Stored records
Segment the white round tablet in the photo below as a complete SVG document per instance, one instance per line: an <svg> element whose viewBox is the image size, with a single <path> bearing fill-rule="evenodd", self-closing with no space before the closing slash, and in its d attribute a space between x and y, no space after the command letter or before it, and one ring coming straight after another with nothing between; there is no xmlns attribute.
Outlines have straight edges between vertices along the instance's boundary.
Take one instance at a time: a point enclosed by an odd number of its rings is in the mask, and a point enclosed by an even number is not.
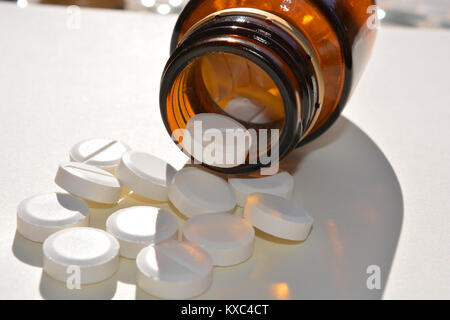
<svg viewBox="0 0 450 320"><path fill-rule="evenodd" d="M119 210L106 221L106 230L120 243L120 255L136 259L150 244L178 239L178 221L156 207L131 207Z"/></svg>
<svg viewBox="0 0 450 320"><path fill-rule="evenodd" d="M228 116L200 113L188 120L182 145L200 163L232 168L245 163L251 134Z"/></svg>
<svg viewBox="0 0 450 320"><path fill-rule="evenodd" d="M190 218L183 226L183 239L205 249L215 266L231 266L253 254L255 230L240 217L211 213Z"/></svg>
<svg viewBox="0 0 450 320"><path fill-rule="evenodd" d="M80 284L100 282L119 267L119 243L100 229L63 229L45 240L43 251L44 271L63 282L70 276L79 276Z"/></svg>
<svg viewBox="0 0 450 320"><path fill-rule="evenodd" d="M249 195L244 218L255 227L275 237L303 241L311 230L313 218L291 200L264 194Z"/></svg>
<svg viewBox="0 0 450 320"><path fill-rule="evenodd" d="M151 245L138 254L136 265L138 286L156 297L188 299L211 286L211 258L191 242L169 240Z"/></svg>
<svg viewBox="0 0 450 320"><path fill-rule="evenodd" d="M229 212L236 206L236 196L225 180L195 167L177 172L169 186L169 199L188 217Z"/></svg>
<svg viewBox="0 0 450 320"><path fill-rule="evenodd" d="M62 162L55 182L67 192L100 203L116 203L122 192L111 173L85 163Z"/></svg>
<svg viewBox="0 0 450 320"><path fill-rule="evenodd" d="M140 151L125 153L116 169L119 181L152 200L167 201L167 187L176 170L167 162Z"/></svg>
<svg viewBox="0 0 450 320"><path fill-rule="evenodd" d="M70 149L70 161L83 162L114 173L122 155L130 150L125 143L108 138L83 140Z"/></svg>
<svg viewBox="0 0 450 320"><path fill-rule="evenodd" d="M241 207L245 205L247 197L252 193L268 193L290 199L294 191L294 178L288 172L280 172L264 178L232 178L228 182Z"/></svg>
<svg viewBox="0 0 450 320"><path fill-rule="evenodd" d="M17 231L36 242L61 229L87 227L88 223L87 203L68 194L37 195L23 200L17 208Z"/></svg>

Work to be completed: Only the lines above, from the first through the one holding "Outlines have straight", are to be output, and they must be copied exactly.

Result below:
Segment the white round tablet in the photo below as a complete SVG document per instance, one instance per line: an <svg> element whose viewBox is the image size, with a single <path> bearing fill-rule="evenodd", self-closing with no space before the closing slash, and in its d attribute a space between x and y, no space after the command letter or before it, and one ring coming straight after another with nothing between; there is no xmlns attribute.
Outlines have straight edges between vertices along the instance's boundary.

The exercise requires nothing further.